Photo-based referring expression data:
╭──
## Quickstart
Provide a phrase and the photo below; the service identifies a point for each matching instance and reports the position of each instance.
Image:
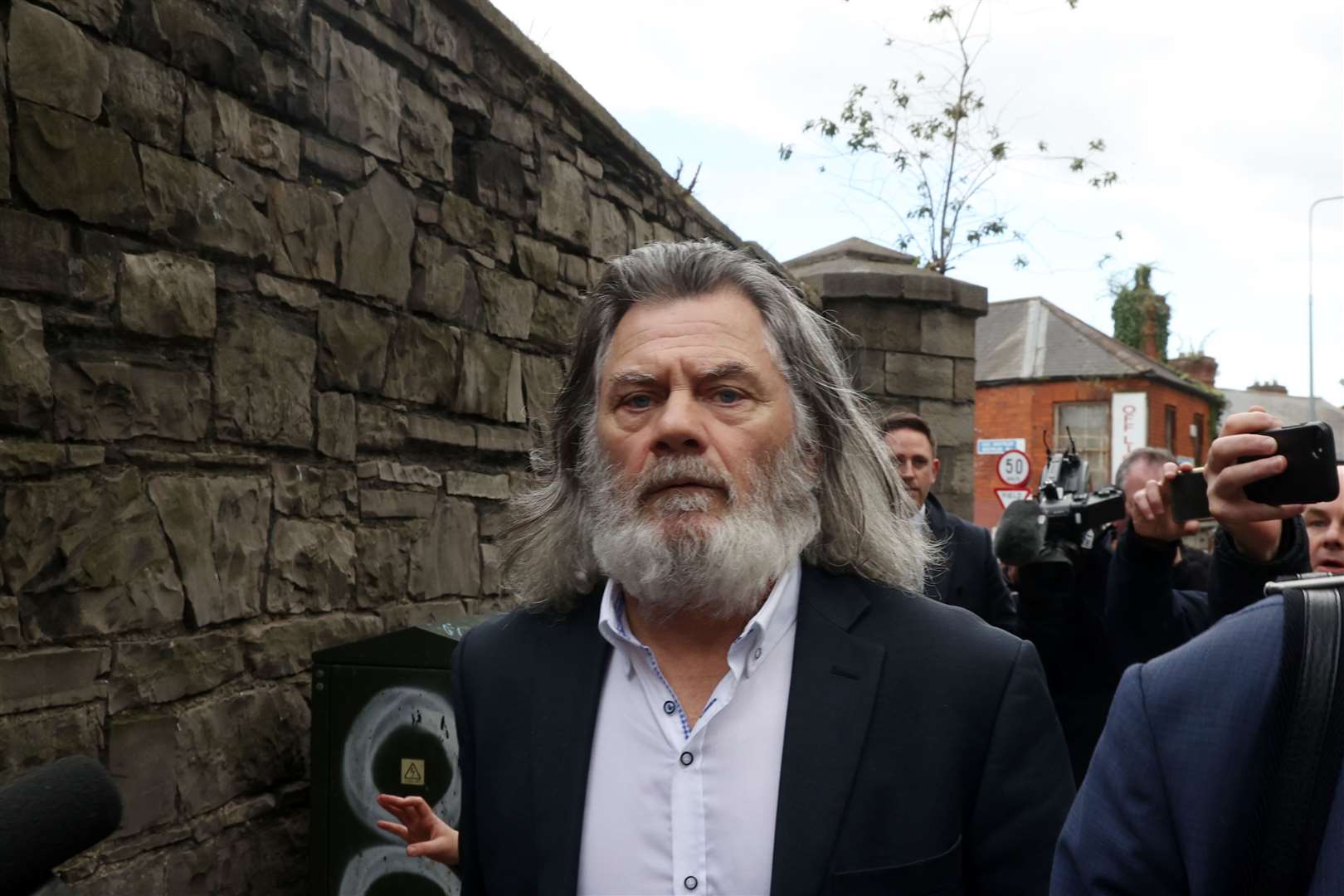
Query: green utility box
(382, 723)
╰──
» EXERCISE DESCRIPTION: Exactly as written, print each entry, leaving all pictures out.

» RESULT BELOW:
## Quickstart
Provide a phrase and the photo below; the service identifies a point for each matching instance and reports the position of each instance.
Image:
Query: green utility box
(382, 723)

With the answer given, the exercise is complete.